* _摘录_:
*-*-*
Contained Intervals - Csacademy


https://csacademy.com/contest/interview-archive/task/contained-intervals/
You should implement a function that takes as argument an array of N intervals. For each interval i you are given its end points (l, r). We say that an interval i is contained by another interval j if l_j \leq l_i and r_i \leq r_j. Return the number of intervals that are contained by at least one other interval.

Desired solution

This problem admits a variety of O(N\log N) solutions. Can you find the simplest one?

Standard input

The template code reads on the first line a single integer N.
Each of the next N lines contains two integers l and r representing the end points of an interval.

Standard output

The template calls your function and outputs the result.
InputOutput
5
1 6
4 6
4 10
5 6
1 3
3
2
1 2
1 2
2
https://zhuanlan.zhihu.com/p/26657786
给一组interval,判断有多少个interval是被至少一个别的interval所包含的(包含的定义:a包含b,就是 a.start <= b.start, a.end >= b.end)。
这道题的思路就是,先按照Interval的start升序排序,对于start相同的interval,按照interval的end的降序排序。这样子可以保证在排序后,对于每一个interval,如果它被另一个interval所包含,那么那个包含它的interval一定在它之前。这是排序的结果所造成的。同时因为排序,每一个interval的start一定大于等于之前的所有interval,所以只要之前有任意一个interval的end大于等于这个interval的end,那么就满足了包含的条件。于是我们就只需要在遍历排序过后的数组时,记录下出现过的最大的end,然后和当下的interval的end作比较。唯一需要注意的一点是,如果前后两个interval的start和end完全相等,那么意味着这两个interval同时被对方所包含,在这种情况下,我们不能漏算前一个interval的情况。因此我们每次都还要比较一下每个interval和后一个interval是否相等。来看一下我的代码,值得解释的是,因为对于排序过后的第一个元素,currentmaxR的比较条件必然成立,所以在初始化res的时候要考虑是否初始化成-1来抵消这次误加。
*-*-*
* _书面练习_:
判断以下三条说法是否与上文关于区间包含问题的内容相符。每条答“是”或“否”，并原文引用起决定作用的词句。
1. 排序时，start 相同的 interval 按 end 升序排列。
2. 遍历排序后的数组时，要记录出现过的最大 end，并与当前 interval 的 end 比较。
3. 题目期望的解法时间复杂度为 O(N^2)。

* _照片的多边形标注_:
*-*-*
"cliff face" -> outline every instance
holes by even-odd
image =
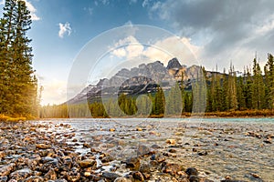
[[[165,67],[160,61],[142,64],[132,69],[122,68],[110,79],[100,79],[96,86],[89,86],[84,88],[68,103],[79,103],[87,98],[92,100],[104,95],[116,95],[125,93],[140,95],[152,93],[156,90],[158,85],[163,89],[169,89],[175,81],[181,83],[182,76],[185,85],[195,79],[201,67],[182,66],[177,58],[173,58]],[[188,84],[187,84],[188,83]]]

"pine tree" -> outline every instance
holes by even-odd
[[[1,93],[0,112],[12,116],[36,116],[37,85],[32,69],[32,48],[26,33],[30,12],[23,0],[6,0],[1,19]]]
[[[265,66],[266,79],[266,106],[274,108],[274,58],[271,54],[268,55],[268,62]]]

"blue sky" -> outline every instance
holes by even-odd
[[[33,66],[44,86],[43,105],[67,99],[73,61],[89,41],[124,25],[147,25],[170,31],[194,50],[207,69],[218,65],[222,71],[232,61],[236,69],[242,71],[252,64],[255,52],[261,65],[267,53],[274,53],[271,0],[26,1],[33,18],[28,36],[33,40]],[[1,9],[3,3],[0,1]],[[135,41],[134,37],[128,40]],[[173,42],[162,40],[162,44],[171,46]]]

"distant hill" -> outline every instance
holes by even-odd
[[[131,70],[122,68],[110,79],[102,78],[97,85],[88,86],[67,103],[77,104],[87,99],[92,102],[100,99],[102,96],[111,96],[120,93],[127,95],[153,93],[157,86],[167,90],[175,81],[181,85],[182,80],[185,89],[191,89],[191,83],[201,73],[201,66],[195,65],[189,67],[182,66],[177,58],[171,59],[166,67],[160,61],[155,61],[139,65],[138,67],[132,67]],[[207,77],[211,75],[212,72],[206,72]]]

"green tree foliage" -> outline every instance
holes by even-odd
[[[181,116],[183,109],[182,90],[176,83],[168,92],[166,99],[165,111],[167,115]]]
[[[157,92],[155,94],[153,106],[153,115],[162,115],[164,114],[165,107],[165,97],[163,89],[158,86]]]
[[[271,54],[268,55],[268,62],[264,67],[266,83],[266,106],[274,108],[274,58]]]
[[[6,0],[0,21],[1,114],[37,114],[37,85],[31,66],[31,40],[26,36],[30,25],[30,12],[26,2]]]
[[[109,98],[104,104],[93,102],[89,109],[83,104],[69,106],[52,106],[41,108],[42,117],[68,117],[68,114],[75,117],[108,117],[108,116],[163,116],[164,115],[180,116],[194,112],[220,112],[236,110],[248,114],[264,113],[260,109],[274,107],[274,62],[272,55],[269,55],[263,76],[257,58],[253,60],[252,71],[246,67],[244,75],[237,77],[233,66],[228,74],[211,72],[207,76],[205,68],[201,69],[192,82],[192,89],[184,90],[184,80],[176,83],[169,90],[158,86],[156,92],[135,97],[121,94],[118,98]],[[182,75],[183,77],[183,75]],[[207,94],[207,96],[206,96]],[[165,100],[166,95],[166,100]],[[151,112],[152,111],[152,112]],[[72,114],[71,114],[72,113]],[[90,113],[90,115],[89,115]],[[181,114],[182,113],[182,114]],[[265,114],[264,114],[265,115]]]
[[[257,58],[253,61],[252,108],[265,108],[265,84]]]

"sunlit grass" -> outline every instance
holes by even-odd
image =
*-*-*
* _完整答案_:
1. 否：“对于start相同的interval,按照interval的end的降序排序”
2. 是：“记录下出现过的最大的end,然后和当下的interval的end作比较”
3. 否：“This problem admits a variety of O(N\log N) solutions.”